--- START ---
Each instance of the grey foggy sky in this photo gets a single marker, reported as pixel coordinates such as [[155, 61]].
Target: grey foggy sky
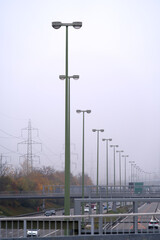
[[117, 55]]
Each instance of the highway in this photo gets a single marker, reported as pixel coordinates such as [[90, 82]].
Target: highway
[[127, 223]]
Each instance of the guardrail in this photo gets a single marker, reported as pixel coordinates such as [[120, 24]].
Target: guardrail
[[79, 225]]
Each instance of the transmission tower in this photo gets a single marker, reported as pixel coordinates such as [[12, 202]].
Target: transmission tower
[[29, 156]]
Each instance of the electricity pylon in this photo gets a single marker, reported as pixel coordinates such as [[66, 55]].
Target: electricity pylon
[[29, 156]]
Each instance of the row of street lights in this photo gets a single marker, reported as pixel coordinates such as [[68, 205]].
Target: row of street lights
[[66, 77]]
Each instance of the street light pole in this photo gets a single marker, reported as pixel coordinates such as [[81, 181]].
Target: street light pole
[[114, 155], [83, 111], [120, 151], [97, 130], [107, 140], [57, 25], [125, 173], [131, 162]]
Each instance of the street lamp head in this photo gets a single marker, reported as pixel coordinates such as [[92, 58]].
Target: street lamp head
[[56, 25], [62, 77], [75, 77], [106, 139], [77, 25], [78, 111], [88, 111]]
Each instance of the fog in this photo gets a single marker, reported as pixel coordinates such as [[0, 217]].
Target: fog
[[117, 55]]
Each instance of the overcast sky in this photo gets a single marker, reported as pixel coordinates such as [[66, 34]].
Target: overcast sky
[[117, 55]]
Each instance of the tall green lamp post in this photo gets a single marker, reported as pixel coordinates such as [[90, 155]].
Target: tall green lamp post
[[76, 25], [120, 151], [83, 111], [98, 131], [107, 141], [125, 170], [114, 160]]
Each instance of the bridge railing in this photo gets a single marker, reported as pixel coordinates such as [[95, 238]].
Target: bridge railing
[[78, 225]]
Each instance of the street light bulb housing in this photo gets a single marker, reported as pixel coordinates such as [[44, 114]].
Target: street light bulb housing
[[56, 25], [78, 111], [75, 77], [62, 77], [77, 25], [88, 111]]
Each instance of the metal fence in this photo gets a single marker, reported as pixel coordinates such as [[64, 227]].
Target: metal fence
[[79, 225]]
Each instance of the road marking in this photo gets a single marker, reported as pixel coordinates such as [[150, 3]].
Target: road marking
[[51, 233]]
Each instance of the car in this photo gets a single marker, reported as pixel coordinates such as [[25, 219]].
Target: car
[[32, 233], [50, 213], [86, 209], [154, 223], [95, 207]]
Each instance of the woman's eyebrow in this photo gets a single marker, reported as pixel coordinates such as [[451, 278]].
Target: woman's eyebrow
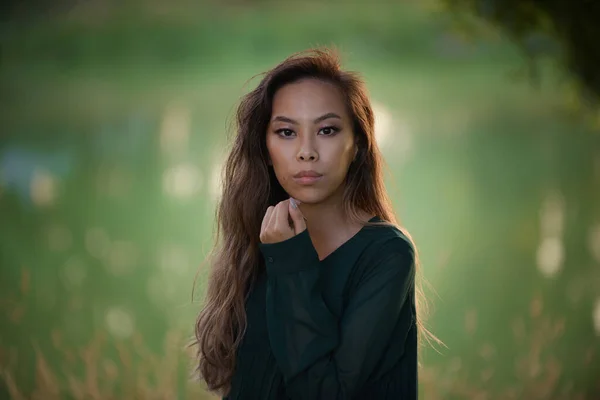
[[316, 121]]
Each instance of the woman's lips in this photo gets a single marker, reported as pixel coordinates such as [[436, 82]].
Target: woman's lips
[[307, 180]]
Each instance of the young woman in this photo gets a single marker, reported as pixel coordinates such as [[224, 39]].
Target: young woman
[[312, 293]]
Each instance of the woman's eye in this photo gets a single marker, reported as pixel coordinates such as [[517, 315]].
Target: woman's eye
[[284, 132], [329, 130]]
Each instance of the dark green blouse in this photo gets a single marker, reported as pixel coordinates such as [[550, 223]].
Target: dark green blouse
[[340, 328]]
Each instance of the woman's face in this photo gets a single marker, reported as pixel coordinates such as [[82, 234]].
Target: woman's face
[[310, 130]]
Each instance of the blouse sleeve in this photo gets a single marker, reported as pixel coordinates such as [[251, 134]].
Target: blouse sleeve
[[320, 356]]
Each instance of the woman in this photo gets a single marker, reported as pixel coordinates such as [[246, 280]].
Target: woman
[[312, 293]]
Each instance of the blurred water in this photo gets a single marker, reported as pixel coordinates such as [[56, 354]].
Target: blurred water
[[108, 190]]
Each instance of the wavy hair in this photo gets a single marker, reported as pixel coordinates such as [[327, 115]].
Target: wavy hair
[[250, 187]]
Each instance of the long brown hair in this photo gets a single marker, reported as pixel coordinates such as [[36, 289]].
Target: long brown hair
[[250, 186]]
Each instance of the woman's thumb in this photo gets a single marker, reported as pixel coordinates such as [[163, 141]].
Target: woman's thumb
[[297, 217]]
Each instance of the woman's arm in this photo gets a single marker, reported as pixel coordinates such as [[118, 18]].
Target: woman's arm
[[320, 356]]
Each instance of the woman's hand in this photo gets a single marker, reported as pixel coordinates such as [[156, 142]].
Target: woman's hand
[[276, 226]]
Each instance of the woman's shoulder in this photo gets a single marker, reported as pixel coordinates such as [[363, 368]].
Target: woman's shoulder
[[387, 238]]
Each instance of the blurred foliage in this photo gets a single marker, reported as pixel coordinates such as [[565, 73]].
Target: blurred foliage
[[114, 133], [565, 30]]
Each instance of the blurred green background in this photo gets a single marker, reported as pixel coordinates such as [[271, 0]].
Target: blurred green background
[[114, 128]]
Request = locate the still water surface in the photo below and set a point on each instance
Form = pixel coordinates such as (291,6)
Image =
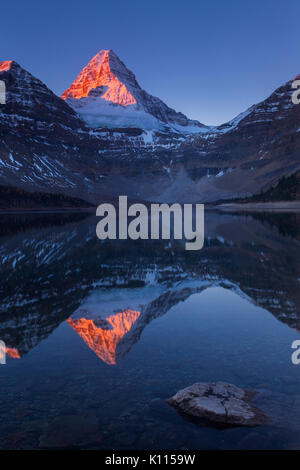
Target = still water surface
(100,334)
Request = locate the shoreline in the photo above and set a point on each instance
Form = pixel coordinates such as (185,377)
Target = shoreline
(47,211)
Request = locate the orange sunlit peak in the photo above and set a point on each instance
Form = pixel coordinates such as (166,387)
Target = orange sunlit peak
(96,74)
(104,341)
(13,353)
(5,65)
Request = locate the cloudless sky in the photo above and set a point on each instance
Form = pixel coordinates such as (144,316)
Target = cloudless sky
(209,59)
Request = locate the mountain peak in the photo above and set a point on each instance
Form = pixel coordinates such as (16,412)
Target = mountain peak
(107,94)
(6,65)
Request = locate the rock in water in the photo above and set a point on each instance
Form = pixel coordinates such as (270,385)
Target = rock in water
(218,404)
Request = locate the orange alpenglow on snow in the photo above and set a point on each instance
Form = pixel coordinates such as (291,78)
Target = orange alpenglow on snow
(5,65)
(13,353)
(96,74)
(104,342)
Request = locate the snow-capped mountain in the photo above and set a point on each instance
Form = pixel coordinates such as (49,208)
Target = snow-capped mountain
(107,94)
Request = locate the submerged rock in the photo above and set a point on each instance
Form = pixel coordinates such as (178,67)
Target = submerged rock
(218,404)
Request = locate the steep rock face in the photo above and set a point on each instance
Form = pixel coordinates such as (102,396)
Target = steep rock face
(107,94)
(45,146)
(249,153)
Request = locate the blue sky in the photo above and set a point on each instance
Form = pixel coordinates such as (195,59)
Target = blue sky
(208,59)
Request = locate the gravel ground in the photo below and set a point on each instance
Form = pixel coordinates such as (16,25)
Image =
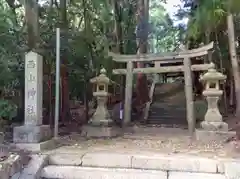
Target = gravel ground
(173,141)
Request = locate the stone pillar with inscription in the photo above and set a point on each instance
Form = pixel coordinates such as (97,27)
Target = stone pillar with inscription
(101,123)
(33,135)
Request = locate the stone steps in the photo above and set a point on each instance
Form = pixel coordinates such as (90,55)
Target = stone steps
(115,165)
(168,105)
(74,172)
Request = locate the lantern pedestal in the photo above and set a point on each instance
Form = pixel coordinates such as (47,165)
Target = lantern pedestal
(213,129)
(101,123)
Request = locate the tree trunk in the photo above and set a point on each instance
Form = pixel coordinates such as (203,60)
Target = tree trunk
(65,113)
(235,67)
(142,38)
(31,17)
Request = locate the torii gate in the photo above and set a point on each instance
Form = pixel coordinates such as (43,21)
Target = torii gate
(164,57)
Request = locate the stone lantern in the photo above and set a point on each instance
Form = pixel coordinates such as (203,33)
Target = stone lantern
(101,123)
(213,127)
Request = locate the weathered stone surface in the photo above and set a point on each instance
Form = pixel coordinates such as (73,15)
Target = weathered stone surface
(10,166)
(175,163)
(36,147)
(189,175)
(66,159)
(101,131)
(106,159)
(31,134)
(214,136)
(34,167)
(63,172)
(232,170)
(16,175)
--- END ---
After reading through the records, count the lines that hold the string "below" and give only the count.

2